What is being asked: Extract every line of the data below word for word, leaving out the pictures.

## START Given entries

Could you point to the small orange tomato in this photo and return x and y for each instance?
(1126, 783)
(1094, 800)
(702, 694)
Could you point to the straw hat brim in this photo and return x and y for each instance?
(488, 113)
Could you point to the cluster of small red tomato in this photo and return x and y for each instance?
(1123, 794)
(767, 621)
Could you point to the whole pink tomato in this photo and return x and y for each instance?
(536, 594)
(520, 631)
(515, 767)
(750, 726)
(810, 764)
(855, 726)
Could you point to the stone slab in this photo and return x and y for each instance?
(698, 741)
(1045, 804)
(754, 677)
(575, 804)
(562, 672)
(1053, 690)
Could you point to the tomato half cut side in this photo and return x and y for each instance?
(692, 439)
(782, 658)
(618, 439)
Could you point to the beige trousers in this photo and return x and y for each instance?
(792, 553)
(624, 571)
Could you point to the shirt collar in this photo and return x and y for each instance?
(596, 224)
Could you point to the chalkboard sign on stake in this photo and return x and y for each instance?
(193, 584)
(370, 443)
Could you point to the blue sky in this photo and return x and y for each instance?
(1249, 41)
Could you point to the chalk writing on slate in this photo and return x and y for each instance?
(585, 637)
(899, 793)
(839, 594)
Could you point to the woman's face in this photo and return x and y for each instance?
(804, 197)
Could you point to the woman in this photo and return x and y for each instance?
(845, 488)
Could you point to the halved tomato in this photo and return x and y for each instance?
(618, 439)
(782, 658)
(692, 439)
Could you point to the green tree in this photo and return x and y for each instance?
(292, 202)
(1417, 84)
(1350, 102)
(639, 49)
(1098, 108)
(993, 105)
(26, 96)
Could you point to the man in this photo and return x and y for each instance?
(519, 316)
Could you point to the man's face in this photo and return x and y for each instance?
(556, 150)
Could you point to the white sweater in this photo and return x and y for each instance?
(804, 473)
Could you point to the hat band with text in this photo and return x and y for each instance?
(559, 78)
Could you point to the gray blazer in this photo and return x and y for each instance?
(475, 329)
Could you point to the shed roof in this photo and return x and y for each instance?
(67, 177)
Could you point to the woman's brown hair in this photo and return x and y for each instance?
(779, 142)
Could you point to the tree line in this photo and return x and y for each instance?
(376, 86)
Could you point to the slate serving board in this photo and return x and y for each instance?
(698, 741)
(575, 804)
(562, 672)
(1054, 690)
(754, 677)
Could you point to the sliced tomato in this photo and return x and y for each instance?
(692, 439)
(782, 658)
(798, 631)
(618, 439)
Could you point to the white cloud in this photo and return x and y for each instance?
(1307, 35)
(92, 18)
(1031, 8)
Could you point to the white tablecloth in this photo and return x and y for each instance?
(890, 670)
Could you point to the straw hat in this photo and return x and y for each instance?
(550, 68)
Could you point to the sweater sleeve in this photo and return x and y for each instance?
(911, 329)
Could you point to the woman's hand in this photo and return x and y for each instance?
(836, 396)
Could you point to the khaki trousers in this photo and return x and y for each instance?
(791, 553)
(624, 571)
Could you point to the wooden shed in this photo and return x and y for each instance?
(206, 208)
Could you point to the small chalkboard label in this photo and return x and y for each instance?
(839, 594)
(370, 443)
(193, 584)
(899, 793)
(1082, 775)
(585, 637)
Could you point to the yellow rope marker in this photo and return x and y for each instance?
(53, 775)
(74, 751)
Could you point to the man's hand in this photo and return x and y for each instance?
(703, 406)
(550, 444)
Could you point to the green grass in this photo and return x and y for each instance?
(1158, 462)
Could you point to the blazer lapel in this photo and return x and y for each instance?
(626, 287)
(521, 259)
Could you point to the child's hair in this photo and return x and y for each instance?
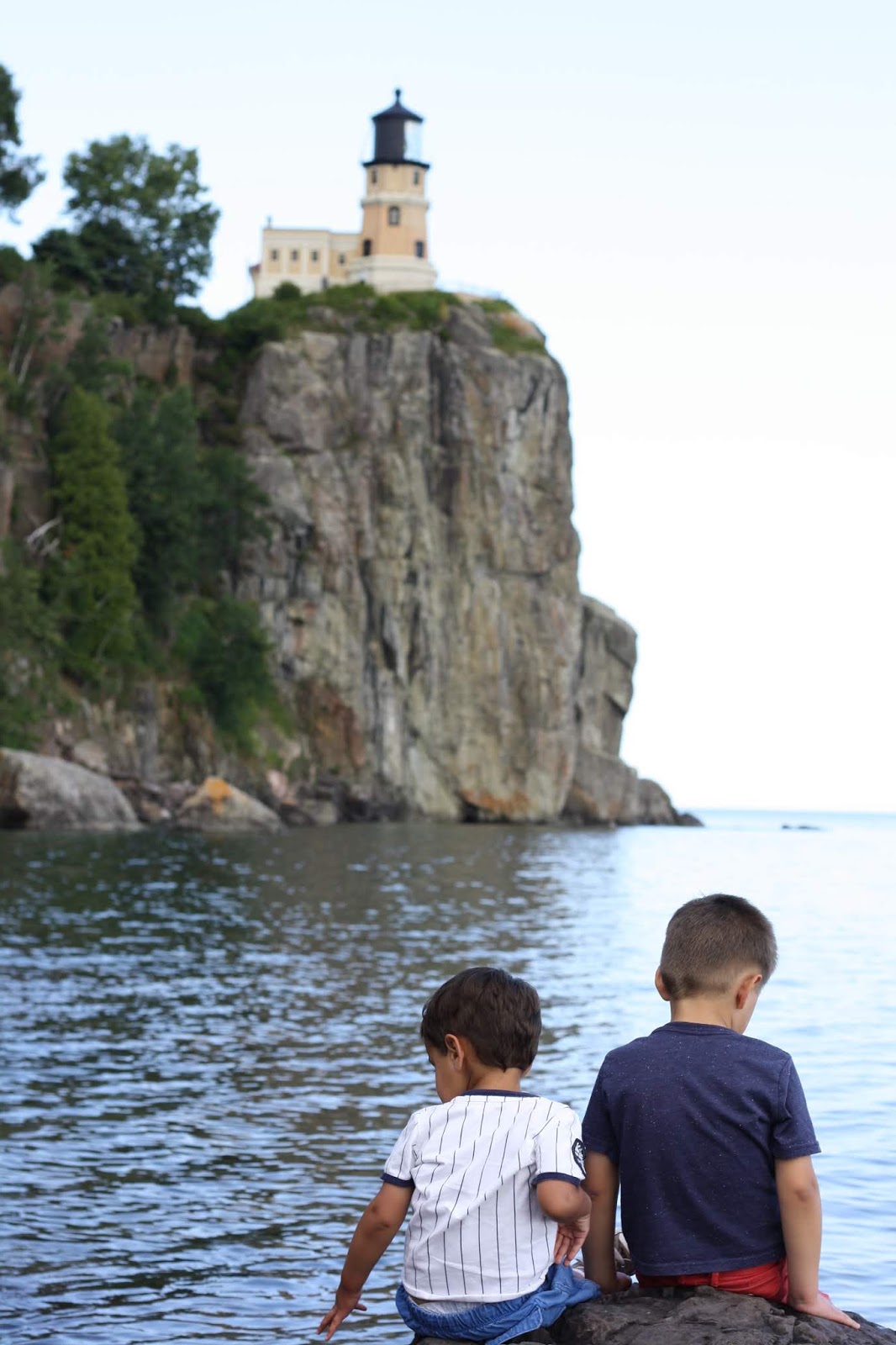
(499, 1015)
(710, 941)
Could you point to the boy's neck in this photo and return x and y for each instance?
(488, 1079)
(710, 1010)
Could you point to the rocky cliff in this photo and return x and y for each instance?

## END Given entries

Answer to the exercise:
Could you point to the small orange tomato in this photo and return x and y for each instance?
(1126, 783)
(1094, 800)
(702, 694)
Could you point to the straw hat brim in this photo and return x and y for each instance?
(488, 113)
Could you point to the cluster of small red tomato in this photo and return x and y for each instance?
(1123, 794)
(767, 621)
Could you point to the whole pink tomato in this photo and return x and y for each instance?
(536, 594)
(520, 631)
(515, 767)
(750, 726)
(810, 764)
(855, 726)
Could you point to the stone slab in this photo and return x and y for each instance?
(698, 741)
(1045, 804)
(754, 677)
(575, 804)
(562, 672)
(1053, 690)
Could you point to the tomato half cut side in this photo and return x and y for each instance?
(692, 439)
(782, 658)
(618, 439)
Could you point to the beige trousers in this photo and return x and y for each instance?
(792, 553)
(624, 571)
Could you point to the shirt collar in this photo and return x and y for each instance?
(596, 224)
Could you point to the chalkboard sign on stake in this photo and return x and y for each instance?
(193, 584)
(370, 443)
Could you point to the blue sky in this photo and return x and y for each instance?
(1249, 41)
Could you point to the chalk writing on slate in this photo and return x and y for each instance?
(585, 637)
(899, 793)
(839, 594)
Could you point to the woman's face in this photo and return x and y for each instance?
(804, 197)
Could you point to the woman in this photo and return x and y for each instance?
(845, 488)
Could you point to the halved tomato in this photo and return x and y for each instance?
(618, 439)
(782, 658)
(692, 439)
Could you point to the green tree in this photo and return x and y for each instance?
(292, 202)
(1417, 84)
(1350, 102)
(639, 49)
(1098, 108)
(993, 105)
(26, 96)
Could you point to the man in this photo and return x and y for each instance?
(519, 316)
Could you point to the man's face in this photo and return x and y for each instance?
(556, 150)
Could you point to the white sweater in this photo and return x and y for each instance?
(804, 473)
Could you point to the hat band with text in this photo and return x and y for each instance?
(559, 78)
Could you point to the gray blazer in this photo and return x and y for each instance?
(475, 329)
Could you point to the shed roof in this photo and return x and y for each instance?
(67, 177)
Could you point to the woman's brown hair in this photo and return x and y for each instance?
(779, 142)
Could you point to the tree line in this photo and return x and y for each instance?
(376, 86)
Could you point to the slate serving board in this photo and return x and y for each instance?
(698, 741)
(575, 804)
(562, 672)
(1054, 690)
(754, 677)
Could you point to the sliced tomato in this photo and return x and y for each instance?
(692, 439)
(782, 658)
(798, 631)
(618, 439)
Could you point to the white cloud in this photo and return x and y for each instance?
(1307, 35)
(92, 18)
(1031, 8)
Could you point to the white tablecloth in this photo and return x and y for each instance?
(890, 670)
Could you point to the straw hat in this photo and return x and y for each instance?
(550, 68)
Could you point to the sweater sleeve in this photo and return x and y for each instance?
(911, 329)
Could you point to the woman's hand in this photo and return x and y for each instance?
(836, 396)
Could you point to the khaki trousers in this photo and return x and y for each instance?
(791, 553)
(624, 571)
Could you point to the wooden shed in this photo and return x and y for each instance?
(206, 208)
Could you point to the small chalkboard label in this photo and return x and y for each instance?
(839, 594)
(370, 443)
(193, 584)
(899, 793)
(1082, 775)
(585, 637)
Could you point to the yellow rope marker in this photo and return x and y for each instance?
(53, 775)
(74, 751)
Could you point to the man's hand in this photo and return x and y for each instance?
(703, 406)
(550, 444)
Could you point to the green grass in this photo and return x and y for each instance?
(1158, 462)
Could you point to the blazer lapel in this photo and return x and y for each instance?
(626, 287)
(521, 259)
Could you point to the child's hair in this photo and return x and y for each instance?
(499, 1015)
(710, 941)
Could you point to the boy's neck in this photo and return x and y for each instance?
(488, 1079)
(710, 1010)
Could you point to the rocky cliff in this photo and return x and y for each instance?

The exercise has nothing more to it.